◆ **Task directions**: Please return, unchanged, the lines below from the line with "One point per instance of the lamp" through the final line.

◆ **Recorded information**:
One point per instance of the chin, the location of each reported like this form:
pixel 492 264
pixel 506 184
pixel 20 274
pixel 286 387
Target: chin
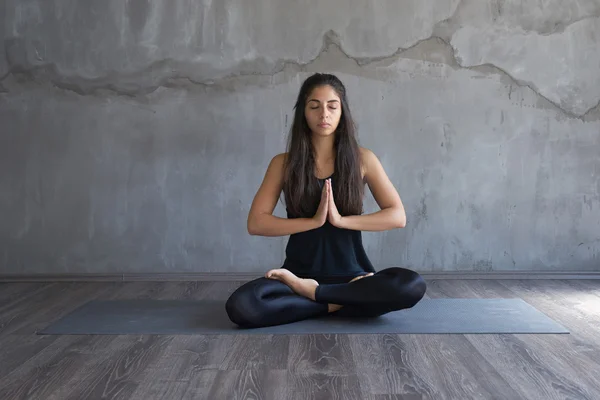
pixel 323 131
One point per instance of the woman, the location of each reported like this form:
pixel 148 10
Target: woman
pixel 322 176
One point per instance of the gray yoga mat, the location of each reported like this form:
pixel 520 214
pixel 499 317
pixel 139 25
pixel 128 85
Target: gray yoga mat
pixel 201 317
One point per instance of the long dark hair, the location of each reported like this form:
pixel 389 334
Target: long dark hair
pixel 301 187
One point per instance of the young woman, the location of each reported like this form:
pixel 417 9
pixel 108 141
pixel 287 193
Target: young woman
pixel 322 177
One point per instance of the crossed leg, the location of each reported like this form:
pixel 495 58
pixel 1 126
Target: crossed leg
pixel 281 297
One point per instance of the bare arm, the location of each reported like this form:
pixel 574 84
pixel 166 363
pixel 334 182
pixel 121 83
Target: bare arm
pixel 261 220
pixel 392 214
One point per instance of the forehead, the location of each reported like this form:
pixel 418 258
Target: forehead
pixel 323 94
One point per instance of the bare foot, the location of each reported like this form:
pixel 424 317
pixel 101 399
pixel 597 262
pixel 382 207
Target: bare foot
pixel 303 287
pixel 336 307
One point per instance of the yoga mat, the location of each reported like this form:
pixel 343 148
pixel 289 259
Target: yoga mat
pixel 202 317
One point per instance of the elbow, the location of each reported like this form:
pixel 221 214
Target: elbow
pixel 251 226
pixel 401 219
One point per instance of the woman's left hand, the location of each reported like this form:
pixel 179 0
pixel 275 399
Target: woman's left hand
pixel 333 216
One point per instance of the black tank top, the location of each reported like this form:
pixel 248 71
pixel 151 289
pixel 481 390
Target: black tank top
pixel 327 253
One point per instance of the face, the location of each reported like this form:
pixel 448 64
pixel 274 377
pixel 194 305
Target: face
pixel 323 110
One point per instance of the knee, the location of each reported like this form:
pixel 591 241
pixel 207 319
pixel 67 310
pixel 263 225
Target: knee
pixel 417 289
pixel 409 284
pixel 239 308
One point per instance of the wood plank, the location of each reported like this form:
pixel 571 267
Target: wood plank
pixel 545 372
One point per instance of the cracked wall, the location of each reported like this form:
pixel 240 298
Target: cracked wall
pixel 135 133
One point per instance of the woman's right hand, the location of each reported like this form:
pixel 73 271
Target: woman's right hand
pixel 321 215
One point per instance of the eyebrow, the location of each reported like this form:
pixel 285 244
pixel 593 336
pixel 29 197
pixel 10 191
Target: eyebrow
pixel 329 101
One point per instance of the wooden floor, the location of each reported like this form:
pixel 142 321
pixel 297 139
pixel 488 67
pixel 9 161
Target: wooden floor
pixel 550 366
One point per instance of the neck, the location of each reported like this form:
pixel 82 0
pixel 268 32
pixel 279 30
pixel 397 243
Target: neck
pixel 323 146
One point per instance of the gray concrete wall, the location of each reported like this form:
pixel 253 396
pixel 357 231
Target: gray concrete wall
pixel 134 134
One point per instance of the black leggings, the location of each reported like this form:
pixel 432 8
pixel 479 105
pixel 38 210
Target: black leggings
pixel 268 302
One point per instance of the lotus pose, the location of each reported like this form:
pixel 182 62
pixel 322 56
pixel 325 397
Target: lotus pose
pixel 322 176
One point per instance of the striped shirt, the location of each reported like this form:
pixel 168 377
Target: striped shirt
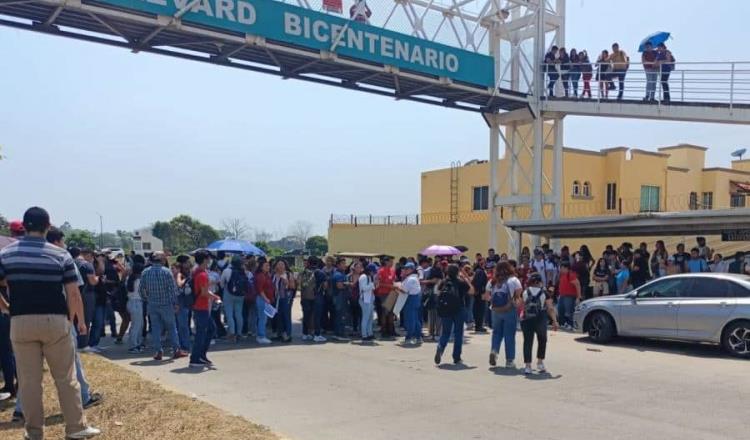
pixel 36 272
pixel 158 286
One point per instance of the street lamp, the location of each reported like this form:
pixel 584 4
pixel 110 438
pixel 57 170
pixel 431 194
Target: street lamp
pixel 101 231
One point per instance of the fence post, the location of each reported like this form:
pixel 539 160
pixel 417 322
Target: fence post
pixel 731 88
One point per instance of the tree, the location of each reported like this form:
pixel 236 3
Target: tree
pixel 80 238
pixel 317 245
pixel 235 228
pixel 301 230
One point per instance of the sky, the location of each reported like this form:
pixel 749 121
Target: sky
pixel 89 129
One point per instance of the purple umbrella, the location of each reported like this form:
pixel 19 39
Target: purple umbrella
pixel 439 250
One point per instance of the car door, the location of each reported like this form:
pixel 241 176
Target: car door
pixel 704 308
pixel 652 311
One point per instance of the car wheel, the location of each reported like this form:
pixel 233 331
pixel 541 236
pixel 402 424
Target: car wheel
pixel 601 328
pixel 736 339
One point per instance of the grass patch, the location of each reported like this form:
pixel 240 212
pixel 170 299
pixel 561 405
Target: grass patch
pixel 135 408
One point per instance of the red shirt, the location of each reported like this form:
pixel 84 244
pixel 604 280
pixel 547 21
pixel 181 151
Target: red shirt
pixel 263 283
pixel 386 276
pixel 566 284
pixel 200 282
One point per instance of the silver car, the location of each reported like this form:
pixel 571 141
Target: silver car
pixel 710 307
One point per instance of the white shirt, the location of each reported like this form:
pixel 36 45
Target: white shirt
pixel 366 289
pixel 411 285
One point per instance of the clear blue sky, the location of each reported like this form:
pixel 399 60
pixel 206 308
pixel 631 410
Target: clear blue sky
pixel 89 128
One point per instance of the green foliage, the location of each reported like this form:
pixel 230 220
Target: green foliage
pixel 317 245
pixel 184 233
pixel 81 238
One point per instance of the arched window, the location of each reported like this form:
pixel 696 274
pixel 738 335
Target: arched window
pixel 587 189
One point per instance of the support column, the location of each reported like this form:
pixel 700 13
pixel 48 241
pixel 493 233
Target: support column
pixel 494 159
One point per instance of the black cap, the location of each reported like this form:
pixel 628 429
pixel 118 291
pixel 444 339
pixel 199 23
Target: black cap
pixel 36 219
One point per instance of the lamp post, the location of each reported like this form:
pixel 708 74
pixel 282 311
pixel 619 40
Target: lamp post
pixel 101 231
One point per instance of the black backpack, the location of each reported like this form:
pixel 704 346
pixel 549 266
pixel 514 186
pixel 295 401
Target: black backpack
pixel 533 305
pixel 238 284
pixel 449 302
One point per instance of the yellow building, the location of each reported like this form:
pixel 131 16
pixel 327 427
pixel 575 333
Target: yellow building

◆ **Expected output**:
One point per instance of the lamp post, the location of each reported like this form:
pixel 708 74
pixel 282 311
pixel 619 40
Target: lamp post
pixel 101 231
One point per instance of the black backpack, the location of each reported like this form:
pixel 704 346
pixel 549 266
pixel 514 186
pixel 295 401
Target: black backpack
pixel 533 305
pixel 238 284
pixel 449 302
One point per instance of the yellow building, the location of each reported like this form:
pixel 131 16
pixel 327 427
pixel 575 333
Target: yellow building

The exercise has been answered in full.